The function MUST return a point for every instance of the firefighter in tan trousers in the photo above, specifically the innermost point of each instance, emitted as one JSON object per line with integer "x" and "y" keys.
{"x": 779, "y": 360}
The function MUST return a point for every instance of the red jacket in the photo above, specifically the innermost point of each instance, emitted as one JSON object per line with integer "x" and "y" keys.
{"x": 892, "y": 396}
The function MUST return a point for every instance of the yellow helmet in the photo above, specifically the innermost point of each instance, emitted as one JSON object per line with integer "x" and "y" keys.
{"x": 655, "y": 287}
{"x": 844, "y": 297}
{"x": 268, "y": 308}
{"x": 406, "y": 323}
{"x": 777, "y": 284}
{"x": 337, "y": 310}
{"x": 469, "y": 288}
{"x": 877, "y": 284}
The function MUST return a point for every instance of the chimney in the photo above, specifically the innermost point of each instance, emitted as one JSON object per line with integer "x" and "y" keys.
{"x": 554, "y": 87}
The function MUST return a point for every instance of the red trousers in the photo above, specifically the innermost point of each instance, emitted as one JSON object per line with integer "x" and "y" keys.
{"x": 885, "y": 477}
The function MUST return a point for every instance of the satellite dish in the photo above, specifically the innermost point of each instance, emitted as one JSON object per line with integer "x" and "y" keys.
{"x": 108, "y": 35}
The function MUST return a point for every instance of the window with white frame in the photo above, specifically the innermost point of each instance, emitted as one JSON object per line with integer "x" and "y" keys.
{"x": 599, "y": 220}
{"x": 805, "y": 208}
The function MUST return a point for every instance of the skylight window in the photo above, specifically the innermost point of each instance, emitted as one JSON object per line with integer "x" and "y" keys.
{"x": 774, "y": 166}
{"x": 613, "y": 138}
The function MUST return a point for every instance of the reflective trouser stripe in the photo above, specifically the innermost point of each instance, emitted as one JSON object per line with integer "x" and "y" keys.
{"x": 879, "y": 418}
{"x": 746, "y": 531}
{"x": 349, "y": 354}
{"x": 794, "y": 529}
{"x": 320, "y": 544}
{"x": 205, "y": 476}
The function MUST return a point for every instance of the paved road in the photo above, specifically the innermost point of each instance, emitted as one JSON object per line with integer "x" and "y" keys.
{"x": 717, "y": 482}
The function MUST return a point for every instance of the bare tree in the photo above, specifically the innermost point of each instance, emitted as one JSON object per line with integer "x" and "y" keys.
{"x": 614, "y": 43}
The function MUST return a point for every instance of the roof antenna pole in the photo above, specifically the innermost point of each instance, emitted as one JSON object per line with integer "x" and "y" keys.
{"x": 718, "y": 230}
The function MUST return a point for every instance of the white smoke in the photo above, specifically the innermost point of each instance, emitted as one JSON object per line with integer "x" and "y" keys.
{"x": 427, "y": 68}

+===+

Retype all of the material. Each line must match exactly.

Your response.
The function MUST return a point for every instance of the firefighter in tan trousers in the photo above, specifically the innermost point of each instance, emitted as one JSON object per line with integer "x" and "y" keys.
{"x": 779, "y": 360}
The function MUST return a point for every instance of the red jacket in the photo above, specifically the innermost point of each instance, emitted as one JSON object per line with integer "x" and "y" keys.
{"x": 892, "y": 396}
The function MUST return a point for every instance of the yellow helmet in the photo above, specifically the innermost point of each instance, emitted as one JSON object per line with integer "x" and "y" keys.
{"x": 655, "y": 287}
{"x": 844, "y": 297}
{"x": 268, "y": 308}
{"x": 406, "y": 323}
{"x": 777, "y": 284}
{"x": 337, "y": 310}
{"x": 469, "y": 288}
{"x": 877, "y": 284}
The function MUST return a point for every instance of the chimney in the photo above, specifically the innermost point of each instance, emitted as one JSON object per line with integer "x" and "y" keys.
{"x": 554, "y": 87}
The function MUST return a point for every instance of the red trousers in the photo above, specifically the innermost point of each instance, emitted as one JSON object per line with integer "x" and "y" keys.
{"x": 885, "y": 477}
The function MUST return a point for every instance of the satellite dish in the photo above, specifically the innermost point of each instance, emitted as one JSON object per line with integer "x" and "y" keys.
{"x": 108, "y": 35}
The function MUST return a point for every instance of the window with white frame in the photo above, specifically the innermost point of each instance, emitted as one JSON object per line with integer "x" and "y" keys.
{"x": 599, "y": 220}
{"x": 805, "y": 208}
The function MUST return a point for every instance of the skylight window in the photo above, specifically the innermost point of each instance, emitted as one JSON object per line with integer "x" and "y" keys.
{"x": 774, "y": 166}
{"x": 613, "y": 138}
The function MUST return a point for every instance of the reflective trouser stripe in the photo above, specifically the innermost point of each instance, emitted as one JSON object per line with integer "x" and "y" keys.
{"x": 879, "y": 418}
{"x": 746, "y": 531}
{"x": 349, "y": 354}
{"x": 794, "y": 529}
{"x": 320, "y": 544}
{"x": 205, "y": 476}
The function MUST return a point for every instance of the paved road in the photo above, specifically the innermost point of each instance, emitted as one JSON object per line with integer "x" and "y" keys.
{"x": 717, "y": 482}
The function MUST return a point for every instance of the bare tree in the photo above, specifically the innermost point of each instance, emitted as one JSON object per line with integer "x" and "y" keys.
{"x": 614, "y": 43}
The function MUST return a point for every instance of the roof antenna pole in the photo above, specifically the innermost point of each instance, emitted as one JSON object per line with integer "x" and "y" keys.
{"x": 718, "y": 230}
The function MUST return a point for every instance of the white smoke in the photo above, specifically the innermost point of each instance, emitted as one JSON object per line with integer "x" and "y" keys.
{"x": 427, "y": 68}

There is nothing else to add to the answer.